◆ **Фрагмент документа**
□ □ □
Сегодняшние Бальсаны признают, что Коко «забавляла» дядю Этьена своим колким остроумием, дерзостью своих выходок, веселивших его. Она была для него «товарищем-любовницей», а он для нее, «очаровательной провинциалки», – «любовником оригинальным и привлекательным». Эти суждения, передававшиеся из поколения в поколение, позволяют предположить сложность условий, при которых Коко дебютировала в «свете».
Она знала с самого начала, что не будет коронованной властительницей Руаллье. Что она могла ему обещать? Стараться не обращать на себя внимание? Оставаться в тени?
Намекали, что в Руаллье Коко вначале обедала в буфетной вместе с прислугой. Если это и правда, она нисколько не вредит Мадемуазель Шанель, как раз напротив. Самое большее, в чем ее можно упрекнуть, – это то, что она скрывала эту потрясающую правду.
Бальсаны категорически опровергают эту версию. Этьену случалось принимать друзей своего круга (так тогда еще говорили); некоторые из них, как Эдуард Барант, приезжали с женами. По-видимому, по разным и очевидным причинам Коко тогда не показывалась. Деталь, которая не раскрывает тайну отношений этого трио. Этьен Бальсан должен был обладать незаурядной энергией, чтобы управлять двумя женщинами, одна своенравнее другой.
Это был человек щедрый, симпатичный, полный жизни, деятельный, который чувствовал себя в этой любовной неразберихе вполне непринужденно, выше всего ценя свободу. Именно это и помогало ему держать в узде своих женщин: если вас это не устраивает… Он не формулировал свою угрозу, в этом не было необходимости: она читалась на его лице, в улыбке, в его веселости и энергии. Терять время на женщин! Порода таких мужчин нынче переводится. Превосходный наездник, способный посредственную лошадь привести первой, он галопировал, закрыв из предосторожности один глаз на случай, – объяснял он, – если в лицо брызнет грязь. Его опасались, когда он принимал участие в скачках с препятствиями. Он не уступал жокеям.
□ □ □
◆ **Фрагменты набора данных**
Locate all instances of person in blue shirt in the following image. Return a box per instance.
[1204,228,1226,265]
□ □ □
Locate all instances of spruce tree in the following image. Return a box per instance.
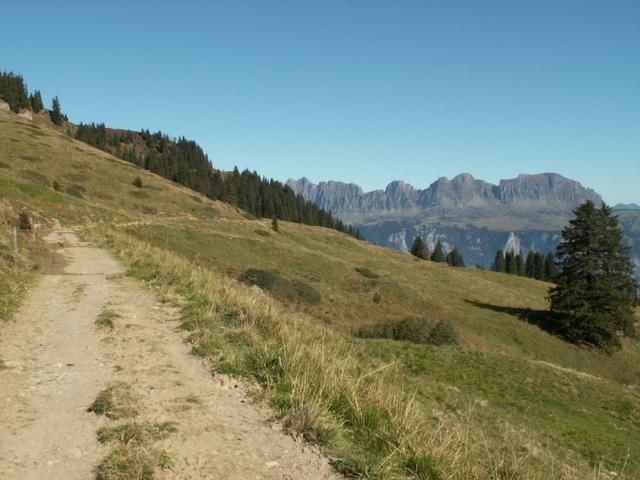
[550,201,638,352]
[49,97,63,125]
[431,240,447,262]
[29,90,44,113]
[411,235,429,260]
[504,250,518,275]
□ □ □
◆ **Постановка задачи**
Продолжите отрывок о Коко Шанель и Этьене Бальсане с того места, на котором он заканчивается. Записи представляют собой самостоятельный материал, отдельный от отрывка о Коко Шанель.

◆ **Результат**
Для своих племянников, молодых Бальсанов, он бог; он их заворожил, стал образцом. Это ясно по тому, как они говорили: дядя Этьен поступил бы так, или: он никогда бы этого не сделал. Старшее поколение, конечно, было сдержаннее. Поставив себя на мгновение на их место, легко вообразить, с какими недомолвками и намеками отвечали они на вопросы об Этьене. Не каждый день случалось в хорошем обществе, чтобы блестящий молодой человек жил одновременно с известной кокоткой и с девчонкой, которой нельзя дать и пятнадцати лет. А сколько лет было самому Этьену? 25 – это, конечно, уже мужчина, но чего ждать от мужчины, который в 25 лет шокировал весь Париж? Коко иногда замечала:
– Все говорили обо мне, а я ничего об этом не знала; если бы знала, то спряталась бы от стыда под стол.
В первые годы Компьена она почти не ездила в Париж; большую часть времени проводила с тренерами и жокеями в Круа-Сент-Уене, куда не показывалась нарядная Эмильенн, боясь запачкать каблуки. Здесь Этьен принадлежал ей одной. Она любила лошадей, потому что он их любил. Она всегда живо интересовалась тем, – мы еще это увидим, – к чему испытывал страсть ее мужчина, тот, который какое-то время был ее спутником. Можно предположить, что во времена Бальсана она нарочно подчеркивала мальчишество своего облика, свои повадки мальчика(не девочки) – подростка.
Она говорила:
«Я ни на кого не была похожа. Ничто не шло мне так, как мой скромный костюм пансионерки, который у всех вызывал смех. Платья не шли мне, и я плевала на это».
Ее необычная красота притягивала взоры и вызывала комплименты. «Находили, что у меня благородный вид, мне говорили, что я похожа на калмычку».
«Калмычка, калмык? Я посмотрела в словаре. Калмык: русское племя. Русское племя? Я подумала: тебя не считают красивой».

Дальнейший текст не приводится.